§ WHAT TO WORK ON: Pull every line that holds the word "below" from the entries.

§ PROVIDED MATERIAL:
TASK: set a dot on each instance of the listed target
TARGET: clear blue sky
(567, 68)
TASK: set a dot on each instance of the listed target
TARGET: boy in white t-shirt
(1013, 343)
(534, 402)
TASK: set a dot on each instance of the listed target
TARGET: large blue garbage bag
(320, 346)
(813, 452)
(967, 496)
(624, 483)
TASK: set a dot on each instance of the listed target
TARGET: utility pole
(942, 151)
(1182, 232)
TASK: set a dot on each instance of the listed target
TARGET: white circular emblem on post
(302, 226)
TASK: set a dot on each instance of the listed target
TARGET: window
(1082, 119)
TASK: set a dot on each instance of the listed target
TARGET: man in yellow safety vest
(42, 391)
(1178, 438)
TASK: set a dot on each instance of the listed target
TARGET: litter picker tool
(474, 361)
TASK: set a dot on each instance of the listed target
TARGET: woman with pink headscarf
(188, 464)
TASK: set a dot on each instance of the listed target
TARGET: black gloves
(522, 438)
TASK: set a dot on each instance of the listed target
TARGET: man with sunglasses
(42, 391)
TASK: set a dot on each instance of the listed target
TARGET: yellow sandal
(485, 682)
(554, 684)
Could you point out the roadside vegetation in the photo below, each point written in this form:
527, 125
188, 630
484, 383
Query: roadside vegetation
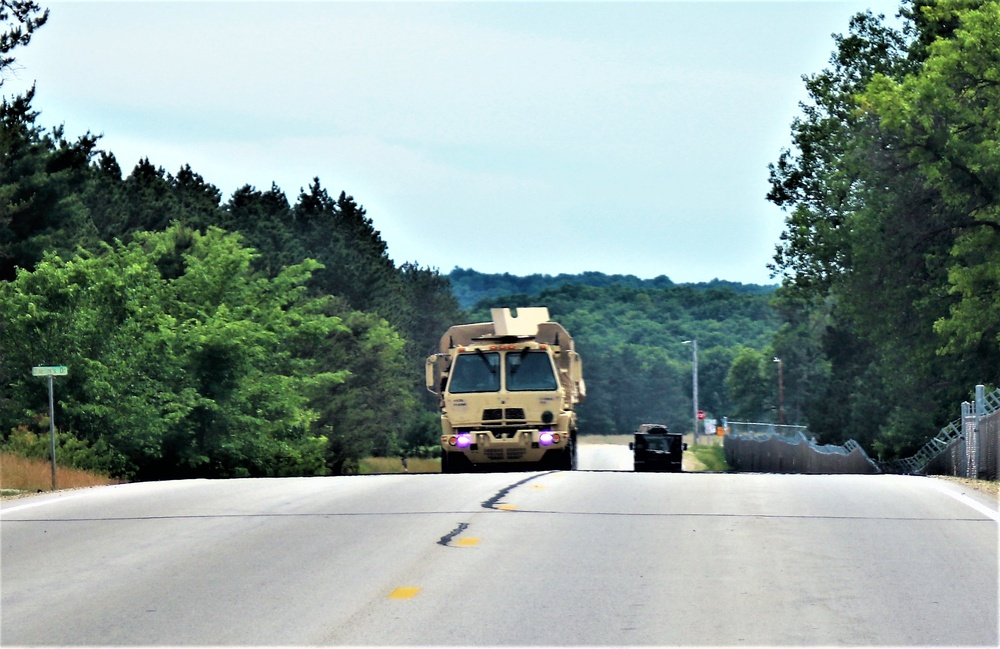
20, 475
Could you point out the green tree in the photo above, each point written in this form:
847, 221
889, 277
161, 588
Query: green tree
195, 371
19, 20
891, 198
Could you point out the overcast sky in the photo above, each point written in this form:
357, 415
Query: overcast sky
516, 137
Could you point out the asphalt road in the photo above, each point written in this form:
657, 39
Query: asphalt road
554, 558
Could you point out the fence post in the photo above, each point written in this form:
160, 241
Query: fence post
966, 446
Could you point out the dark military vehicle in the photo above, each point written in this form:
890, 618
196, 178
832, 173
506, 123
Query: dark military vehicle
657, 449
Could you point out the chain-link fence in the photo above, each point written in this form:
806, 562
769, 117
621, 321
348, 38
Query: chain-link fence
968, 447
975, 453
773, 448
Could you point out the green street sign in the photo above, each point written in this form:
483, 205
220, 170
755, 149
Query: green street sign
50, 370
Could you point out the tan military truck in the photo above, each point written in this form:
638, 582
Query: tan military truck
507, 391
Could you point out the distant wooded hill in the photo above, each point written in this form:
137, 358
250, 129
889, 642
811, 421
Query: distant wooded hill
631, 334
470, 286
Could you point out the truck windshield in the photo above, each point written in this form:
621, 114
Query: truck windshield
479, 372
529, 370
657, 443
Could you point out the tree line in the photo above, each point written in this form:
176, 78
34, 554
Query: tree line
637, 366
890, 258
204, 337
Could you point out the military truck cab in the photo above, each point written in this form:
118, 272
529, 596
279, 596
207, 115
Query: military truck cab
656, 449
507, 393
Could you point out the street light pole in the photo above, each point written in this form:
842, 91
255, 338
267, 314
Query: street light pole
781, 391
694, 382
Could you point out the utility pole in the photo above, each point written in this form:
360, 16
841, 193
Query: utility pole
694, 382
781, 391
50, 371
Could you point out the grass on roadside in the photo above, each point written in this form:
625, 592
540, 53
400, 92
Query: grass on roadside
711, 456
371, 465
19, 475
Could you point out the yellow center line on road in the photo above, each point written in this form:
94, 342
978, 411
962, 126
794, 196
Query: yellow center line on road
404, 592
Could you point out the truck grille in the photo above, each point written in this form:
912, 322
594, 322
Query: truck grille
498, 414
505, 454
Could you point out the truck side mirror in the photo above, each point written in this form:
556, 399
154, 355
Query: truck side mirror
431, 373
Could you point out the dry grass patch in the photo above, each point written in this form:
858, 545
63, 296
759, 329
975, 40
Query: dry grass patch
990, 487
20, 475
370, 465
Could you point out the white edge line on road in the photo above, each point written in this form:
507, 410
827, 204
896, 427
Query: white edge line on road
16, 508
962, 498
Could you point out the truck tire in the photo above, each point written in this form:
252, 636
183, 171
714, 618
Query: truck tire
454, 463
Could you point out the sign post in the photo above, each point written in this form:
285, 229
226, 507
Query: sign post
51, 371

--

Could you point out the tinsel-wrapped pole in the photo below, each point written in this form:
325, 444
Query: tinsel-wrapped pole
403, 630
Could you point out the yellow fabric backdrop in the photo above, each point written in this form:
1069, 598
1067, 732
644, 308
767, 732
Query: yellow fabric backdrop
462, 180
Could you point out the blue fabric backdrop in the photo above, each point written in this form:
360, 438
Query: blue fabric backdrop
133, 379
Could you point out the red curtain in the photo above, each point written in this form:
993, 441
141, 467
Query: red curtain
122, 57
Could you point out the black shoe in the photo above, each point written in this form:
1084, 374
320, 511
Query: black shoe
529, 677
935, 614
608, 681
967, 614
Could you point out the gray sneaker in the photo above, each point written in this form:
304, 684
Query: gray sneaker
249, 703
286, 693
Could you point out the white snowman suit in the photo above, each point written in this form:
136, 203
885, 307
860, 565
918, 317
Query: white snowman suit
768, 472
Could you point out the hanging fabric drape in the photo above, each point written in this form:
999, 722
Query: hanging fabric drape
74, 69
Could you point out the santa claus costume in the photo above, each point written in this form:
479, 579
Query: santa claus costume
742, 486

§ WRITTEN REPLY:
Could you point out the roadside vegetation in the photo below, each point written in this form:
Could you point out the tinsel-wrapped pole in the photo below, each point written in this form:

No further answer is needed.